• _Working data_

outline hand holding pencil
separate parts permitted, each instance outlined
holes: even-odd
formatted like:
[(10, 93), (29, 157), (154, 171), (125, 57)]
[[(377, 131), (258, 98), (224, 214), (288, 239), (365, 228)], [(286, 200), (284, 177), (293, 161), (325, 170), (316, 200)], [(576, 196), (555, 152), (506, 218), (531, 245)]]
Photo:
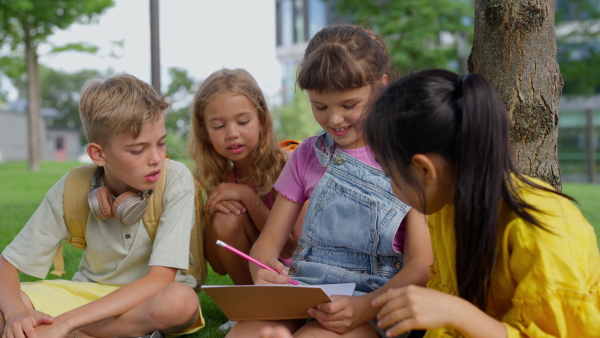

• _Work instructions_
In the records above, find the line containing "separate parts permitted, each", then write out exactly that line and every later one through the last, omitting pictures.

• _Solution to this problem_
separate parts permitted, each instance outlined
holes: even-odd
formatted like:
[(10, 93), (29, 157), (154, 171), (125, 57)]
[[(377, 131), (258, 98), (224, 214), (288, 239), (365, 228)], [(286, 200), (284, 177), (293, 161), (325, 170), (316, 200)], [(576, 196), (555, 152), (506, 218), (531, 245)]]
Photo:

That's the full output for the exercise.